WHAT YOU ARE ASKED TO DO: Write out the entries again exactly as they are given.
*-*-*
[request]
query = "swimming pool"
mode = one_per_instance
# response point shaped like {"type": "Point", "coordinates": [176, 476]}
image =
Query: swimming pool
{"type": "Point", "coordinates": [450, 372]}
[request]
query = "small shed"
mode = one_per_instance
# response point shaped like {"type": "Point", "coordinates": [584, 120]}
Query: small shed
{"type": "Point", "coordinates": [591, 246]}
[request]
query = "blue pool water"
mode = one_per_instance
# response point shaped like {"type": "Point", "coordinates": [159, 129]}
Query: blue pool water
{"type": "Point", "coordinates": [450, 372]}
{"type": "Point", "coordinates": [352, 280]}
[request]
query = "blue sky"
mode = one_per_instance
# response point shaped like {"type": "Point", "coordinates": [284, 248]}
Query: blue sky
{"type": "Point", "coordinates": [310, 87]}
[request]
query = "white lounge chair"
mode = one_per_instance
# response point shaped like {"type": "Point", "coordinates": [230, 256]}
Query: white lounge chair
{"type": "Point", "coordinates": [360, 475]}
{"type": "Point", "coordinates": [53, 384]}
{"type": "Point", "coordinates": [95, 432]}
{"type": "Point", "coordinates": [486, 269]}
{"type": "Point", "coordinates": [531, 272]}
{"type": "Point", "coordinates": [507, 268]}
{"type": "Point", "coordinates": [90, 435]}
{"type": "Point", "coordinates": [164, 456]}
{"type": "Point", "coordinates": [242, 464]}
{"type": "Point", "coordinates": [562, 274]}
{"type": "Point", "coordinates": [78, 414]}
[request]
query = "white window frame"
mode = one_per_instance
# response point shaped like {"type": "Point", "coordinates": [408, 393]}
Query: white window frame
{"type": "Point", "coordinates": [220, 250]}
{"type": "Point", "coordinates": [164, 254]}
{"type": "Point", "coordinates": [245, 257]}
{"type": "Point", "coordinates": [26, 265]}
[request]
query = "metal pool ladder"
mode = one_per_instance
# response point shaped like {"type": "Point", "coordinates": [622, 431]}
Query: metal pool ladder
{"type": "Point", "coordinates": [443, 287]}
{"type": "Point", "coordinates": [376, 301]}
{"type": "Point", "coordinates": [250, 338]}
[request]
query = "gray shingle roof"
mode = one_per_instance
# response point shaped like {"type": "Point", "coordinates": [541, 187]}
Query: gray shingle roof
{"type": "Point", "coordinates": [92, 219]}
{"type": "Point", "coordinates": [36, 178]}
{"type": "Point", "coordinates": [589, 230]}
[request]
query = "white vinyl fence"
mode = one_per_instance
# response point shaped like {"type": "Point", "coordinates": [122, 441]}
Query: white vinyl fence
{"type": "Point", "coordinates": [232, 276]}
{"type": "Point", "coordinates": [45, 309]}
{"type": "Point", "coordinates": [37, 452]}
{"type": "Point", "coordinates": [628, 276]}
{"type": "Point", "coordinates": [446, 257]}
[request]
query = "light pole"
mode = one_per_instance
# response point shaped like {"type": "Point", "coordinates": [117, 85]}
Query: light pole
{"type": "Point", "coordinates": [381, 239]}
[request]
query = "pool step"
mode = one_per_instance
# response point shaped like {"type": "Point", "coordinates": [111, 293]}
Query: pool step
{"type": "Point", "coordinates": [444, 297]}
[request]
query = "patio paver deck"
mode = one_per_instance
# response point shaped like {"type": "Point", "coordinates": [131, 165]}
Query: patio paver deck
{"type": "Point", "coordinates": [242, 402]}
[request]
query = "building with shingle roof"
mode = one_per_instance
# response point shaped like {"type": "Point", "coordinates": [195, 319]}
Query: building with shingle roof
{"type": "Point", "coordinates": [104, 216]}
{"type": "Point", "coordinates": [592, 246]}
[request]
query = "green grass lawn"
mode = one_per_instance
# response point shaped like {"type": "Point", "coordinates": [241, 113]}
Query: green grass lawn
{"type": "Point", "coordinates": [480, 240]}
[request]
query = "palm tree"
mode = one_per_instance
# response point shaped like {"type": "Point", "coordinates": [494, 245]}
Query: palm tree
*-*-*
FULL OUTPUT:
[request]
query = "swimming pool"
mode = one_per_instance
# response point shaped like {"type": "Point", "coordinates": [176, 476]}
image =
Query: swimming pool
{"type": "Point", "coordinates": [450, 372]}
[request]
query = "small shed"
mode = one_per_instance
# response point shaped like {"type": "Point", "coordinates": [584, 120]}
Query: small shed
{"type": "Point", "coordinates": [591, 246]}
[request]
query = "blue pool water"
mode = one_per_instance
# response point shaped like {"type": "Point", "coordinates": [159, 129]}
Query: blue pool water
{"type": "Point", "coordinates": [450, 372]}
{"type": "Point", "coordinates": [352, 280]}
[request]
query = "blue sky"
mode = one_per_instance
# response point shaped like {"type": "Point", "coordinates": [284, 248]}
Query: blue sky
{"type": "Point", "coordinates": [310, 87]}
[request]
query = "white lounge chair"
mode = one_per_instance
# response point shaped like {"type": "Point", "coordinates": [230, 256]}
Query: white lounge chair
{"type": "Point", "coordinates": [360, 475]}
{"type": "Point", "coordinates": [53, 384]}
{"type": "Point", "coordinates": [95, 432]}
{"type": "Point", "coordinates": [486, 269]}
{"type": "Point", "coordinates": [531, 272]}
{"type": "Point", "coordinates": [507, 268]}
{"type": "Point", "coordinates": [90, 435]}
{"type": "Point", "coordinates": [164, 456]}
{"type": "Point", "coordinates": [242, 464]}
{"type": "Point", "coordinates": [562, 274]}
{"type": "Point", "coordinates": [78, 414]}
[request]
query = "white window frame"
mode = one_per_instance
# response point shaped like {"type": "Point", "coordinates": [408, 393]}
Query: white window frame
{"type": "Point", "coordinates": [220, 250]}
{"type": "Point", "coordinates": [164, 254]}
{"type": "Point", "coordinates": [245, 257]}
{"type": "Point", "coordinates": [26, 265]}
[request]
query = "metal pool ladder"
mode = one_per_instance
# response point shaped like {"type": "Point", "coordinates": [622, 431]}
Query: metal pool ladder
{"type": "Point", "coordinates": [443, 287]}
{"type": "Point", "coordinates": [376, 301]}
{"type": "Point", "coordinates": [250, 338]}
[request]
query = "gray shingle roof"
mode = one_per_instance
# response point shaped like {"type": "Point", "coordinates": [541, 187]}
Query: gray shingle roof
{"type": "Point", "coordinates": [92, 219]}
{"type": "Point", "coordinates": [36, 178]}
{"type": "Point", "coordinates": [589, 230]}
[request]
query = "white vinyl fence"
mode = one_per_instance
# response point shaped like {"type": "Point", "coordinates": [122, 441]}
Query: white vinyl fence
{"type": "Point", "coordinates": [232, 276]}
{"type": "Point", "coordinates": [45, 309]}
{"type": "Point", "coordinates": [37, 452]}
{"type": "Point", "coordinates": [628, 276]}
{"type": "Point", "coordinates": [446, 257]}
[request]
query = "light pole"
mode = one_per_instance
# response point shaped like {"type": "Point", "coordinates": [117, 85]}
Query: light pole
{"type": "Point", "coordinates": [381, 239]}
[request]
query = "pool step"
mode = one_per_instance
# response point shaped like {"type": "Point", "coordinates": [111, 293]}
Query: pool step
{"type": "Point", "coordinates": [444, 297]}
[request]
query = "patio paver deck"
mode = one_per_instance
# response point shaped like {"type": "Point", "coordinates": [131, 165]}
Query: patio paver deck
{"type": "Point", "coordinates": [242, 402]}
[request]
query = "building with shingle roof"
mode = one_per_instance
# response point shaped like {"type": "Point", "coordinates": [195, 319]}
Query: building with shingle roof
{"type": "Point", "coordinates": [104, 216]}
{"type": "Point", "coordinates": [592, 246]}
[request]
query = "green grass lawn"
mode = one_per_instance
# response point shaped like {"type": "Point", "coordinates": [241, 113]}
Query: green grass lawn
{"type": "Point", "coordinates": [480, 240]}
[request]
query = "palm tree"
mode = one_per_instance
# response point shaped like {"type": "Point", "coordinates": [494, 245]}
Query: palm tree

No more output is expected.